In the listing below, how many lines contain the string "parking"? Matching is case-sensitive, and the reply should be the number alone.

===== DATA FOR PROCESSING =====

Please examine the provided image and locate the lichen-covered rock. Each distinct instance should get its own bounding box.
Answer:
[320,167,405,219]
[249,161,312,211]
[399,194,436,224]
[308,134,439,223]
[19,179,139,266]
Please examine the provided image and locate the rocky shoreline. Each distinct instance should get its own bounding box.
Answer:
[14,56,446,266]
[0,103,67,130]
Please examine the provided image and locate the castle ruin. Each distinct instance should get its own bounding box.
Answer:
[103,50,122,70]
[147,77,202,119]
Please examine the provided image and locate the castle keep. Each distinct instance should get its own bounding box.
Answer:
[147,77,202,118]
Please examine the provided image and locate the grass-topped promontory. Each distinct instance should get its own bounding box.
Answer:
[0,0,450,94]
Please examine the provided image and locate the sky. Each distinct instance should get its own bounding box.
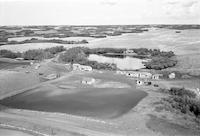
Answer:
[0,0,200,25]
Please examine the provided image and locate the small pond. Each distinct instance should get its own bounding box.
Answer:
[88,54,145,70]
[0,88,147,119]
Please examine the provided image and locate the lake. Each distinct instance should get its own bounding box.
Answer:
[88,54,145,70]
[0,88,147,119]
[0,29,200,55]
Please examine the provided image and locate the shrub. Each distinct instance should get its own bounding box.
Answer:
[164,88,200,119]
[144,57,177,70]
[60,47,86,63]
[23,49,53,60]
[0,50,22,59]
[168,87,196,98]
[44,46,66,54]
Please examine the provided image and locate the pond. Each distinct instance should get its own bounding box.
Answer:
[0,88,147,119]
[88,54,145,70]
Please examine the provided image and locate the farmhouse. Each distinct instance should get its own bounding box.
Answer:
[16,58,24,60]
[126,71,140,78]
[73,64,92,71]
[168,73,176,79]
[152,74,162,80]
[136,80,144,86]
[139,72,152,78]
[124,50,137,55]
[81,78,95,85]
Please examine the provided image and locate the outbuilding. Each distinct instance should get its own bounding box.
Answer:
[136,80,144,86]
[169,73,176,79]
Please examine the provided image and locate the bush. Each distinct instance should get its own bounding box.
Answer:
[164,88,200,119]
[168,87,196,98]
[60,47,86,63]
[0,50,22,59]
[44,46,66,54]
[23,49,53,60]
[144,57,177,70]
[59,47,116,70]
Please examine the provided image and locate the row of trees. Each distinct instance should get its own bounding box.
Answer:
[144,56,177,70]
[59,47,117,70]
[0,46,65,60]
[164,88,200,121]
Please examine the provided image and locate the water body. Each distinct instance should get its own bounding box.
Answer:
[0,29,200,55]
[0,88,147,118]
[88,54,145,70]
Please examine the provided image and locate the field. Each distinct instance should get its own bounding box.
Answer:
[0,26,200,136]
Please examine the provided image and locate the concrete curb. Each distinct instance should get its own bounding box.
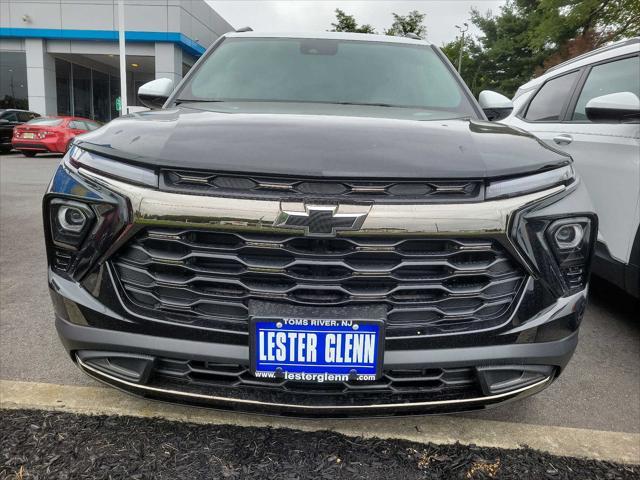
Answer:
[0,380,640,464]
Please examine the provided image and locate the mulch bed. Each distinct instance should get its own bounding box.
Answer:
[0,410,640,480]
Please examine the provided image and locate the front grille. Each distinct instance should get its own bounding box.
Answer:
[112,229,525,338]
[160,170,484,202]
[150,358,482,406]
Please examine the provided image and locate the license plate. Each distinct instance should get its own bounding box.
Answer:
[249,318,384,383]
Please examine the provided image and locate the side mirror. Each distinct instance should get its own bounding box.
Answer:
[585,92,640,123]
[138,78,173,109]
[478,90,513,122]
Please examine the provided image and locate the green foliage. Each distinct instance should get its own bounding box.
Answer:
[384,10,427,38]
[331,8,376,33]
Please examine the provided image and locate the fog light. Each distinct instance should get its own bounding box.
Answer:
[553,223,584,250]
[58,205,87,232]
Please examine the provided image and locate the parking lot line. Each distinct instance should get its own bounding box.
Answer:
[0,380,640,464]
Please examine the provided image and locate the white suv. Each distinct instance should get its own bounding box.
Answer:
[500,38,640,297]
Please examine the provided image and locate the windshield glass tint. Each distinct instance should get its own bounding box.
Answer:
[27,117,62,127]
[178,38,475,117]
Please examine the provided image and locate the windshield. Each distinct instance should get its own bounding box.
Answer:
[176,38,476,118]
[26,117,62,127]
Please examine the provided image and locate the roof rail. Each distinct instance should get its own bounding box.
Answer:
[545,37,640,73]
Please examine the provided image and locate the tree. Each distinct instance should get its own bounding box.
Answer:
[331,8,376,33]
[464,0,640,95]
[384,10,427,38]
[463,0,548,96]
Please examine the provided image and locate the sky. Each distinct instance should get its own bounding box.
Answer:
[207,0,505,46]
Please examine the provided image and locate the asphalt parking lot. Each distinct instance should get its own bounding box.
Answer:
[0,154,640,433]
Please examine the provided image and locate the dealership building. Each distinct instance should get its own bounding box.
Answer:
[0,0,233,122]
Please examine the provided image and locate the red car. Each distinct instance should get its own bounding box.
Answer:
[11,117,100,157]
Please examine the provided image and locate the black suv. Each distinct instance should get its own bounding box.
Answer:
[43,32,597,416]
[0,108,40,153]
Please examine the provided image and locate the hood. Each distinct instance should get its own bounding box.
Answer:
[79,103,569,179]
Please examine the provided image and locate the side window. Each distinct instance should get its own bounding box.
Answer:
[524,71,578,122]
[571,57,640,120]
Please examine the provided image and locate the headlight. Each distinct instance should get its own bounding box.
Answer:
[67,145,158,188]
[485,165,575,200]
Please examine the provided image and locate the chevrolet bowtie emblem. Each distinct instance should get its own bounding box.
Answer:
[273,205,371,237]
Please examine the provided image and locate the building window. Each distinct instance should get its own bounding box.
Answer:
[0,52,29,110]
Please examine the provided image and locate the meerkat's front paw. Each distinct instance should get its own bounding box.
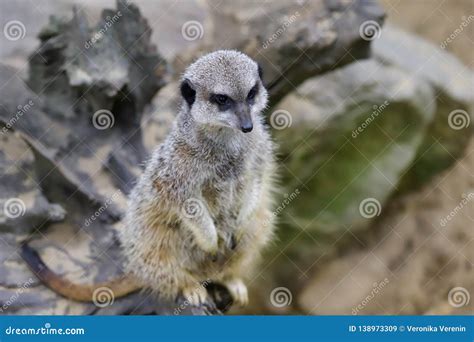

=====

### SOLUTION TO THE PROBLEM
2